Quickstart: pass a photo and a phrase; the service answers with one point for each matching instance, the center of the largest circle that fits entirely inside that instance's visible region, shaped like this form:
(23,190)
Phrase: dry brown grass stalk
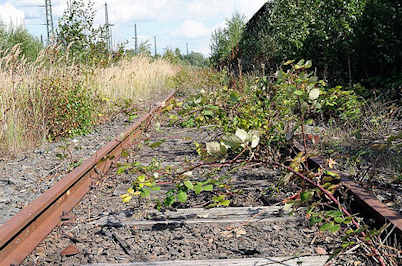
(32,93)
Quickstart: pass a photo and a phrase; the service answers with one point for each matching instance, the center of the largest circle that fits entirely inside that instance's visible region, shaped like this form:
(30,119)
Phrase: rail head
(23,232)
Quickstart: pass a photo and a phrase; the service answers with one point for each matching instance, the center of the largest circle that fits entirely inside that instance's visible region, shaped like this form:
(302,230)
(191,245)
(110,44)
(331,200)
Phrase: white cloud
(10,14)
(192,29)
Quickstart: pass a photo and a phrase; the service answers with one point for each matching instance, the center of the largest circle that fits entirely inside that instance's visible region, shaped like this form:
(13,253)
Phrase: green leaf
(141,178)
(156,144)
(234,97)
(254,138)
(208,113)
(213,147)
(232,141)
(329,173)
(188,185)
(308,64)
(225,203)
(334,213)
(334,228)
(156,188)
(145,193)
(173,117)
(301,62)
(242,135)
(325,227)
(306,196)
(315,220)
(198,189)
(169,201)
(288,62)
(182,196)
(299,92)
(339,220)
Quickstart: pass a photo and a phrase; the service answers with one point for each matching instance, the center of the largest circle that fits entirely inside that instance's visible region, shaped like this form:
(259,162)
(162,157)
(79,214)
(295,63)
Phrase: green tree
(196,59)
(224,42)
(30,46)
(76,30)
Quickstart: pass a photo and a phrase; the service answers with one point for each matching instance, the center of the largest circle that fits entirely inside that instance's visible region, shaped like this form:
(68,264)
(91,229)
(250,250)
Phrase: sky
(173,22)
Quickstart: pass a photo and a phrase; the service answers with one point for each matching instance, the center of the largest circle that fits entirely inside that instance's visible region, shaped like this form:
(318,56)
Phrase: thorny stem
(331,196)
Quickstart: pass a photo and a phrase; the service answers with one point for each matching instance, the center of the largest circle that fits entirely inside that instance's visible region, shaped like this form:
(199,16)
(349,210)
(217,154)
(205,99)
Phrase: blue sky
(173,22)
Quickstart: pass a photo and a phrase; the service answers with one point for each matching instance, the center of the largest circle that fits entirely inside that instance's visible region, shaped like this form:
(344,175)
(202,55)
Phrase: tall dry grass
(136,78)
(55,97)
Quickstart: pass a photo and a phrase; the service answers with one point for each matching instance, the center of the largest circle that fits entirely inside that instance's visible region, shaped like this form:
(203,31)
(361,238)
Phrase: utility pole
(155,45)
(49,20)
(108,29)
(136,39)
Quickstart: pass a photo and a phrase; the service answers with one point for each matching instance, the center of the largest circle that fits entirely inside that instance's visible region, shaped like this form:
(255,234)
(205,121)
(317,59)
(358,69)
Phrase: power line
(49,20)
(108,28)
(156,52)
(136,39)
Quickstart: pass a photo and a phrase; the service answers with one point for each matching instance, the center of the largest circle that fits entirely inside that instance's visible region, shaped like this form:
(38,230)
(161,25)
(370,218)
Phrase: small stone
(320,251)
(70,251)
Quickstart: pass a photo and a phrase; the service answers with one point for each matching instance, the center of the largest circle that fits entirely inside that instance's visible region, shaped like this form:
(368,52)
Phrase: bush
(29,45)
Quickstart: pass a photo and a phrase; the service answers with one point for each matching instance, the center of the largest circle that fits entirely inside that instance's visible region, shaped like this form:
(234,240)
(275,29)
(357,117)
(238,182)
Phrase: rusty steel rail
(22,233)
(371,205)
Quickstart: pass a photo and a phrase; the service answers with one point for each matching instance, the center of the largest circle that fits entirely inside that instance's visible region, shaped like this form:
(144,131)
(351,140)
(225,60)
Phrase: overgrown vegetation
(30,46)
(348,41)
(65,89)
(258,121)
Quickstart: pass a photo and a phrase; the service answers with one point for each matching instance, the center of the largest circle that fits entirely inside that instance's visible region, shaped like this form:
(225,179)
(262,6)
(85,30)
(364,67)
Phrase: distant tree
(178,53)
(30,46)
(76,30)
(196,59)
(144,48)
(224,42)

■ TASK DETAILS
Filter the lines above, keeping only those that contain the string "tree". Case counts.

■ RESULT OF THE TASK
Phrase: green tree
Phrase: distant tree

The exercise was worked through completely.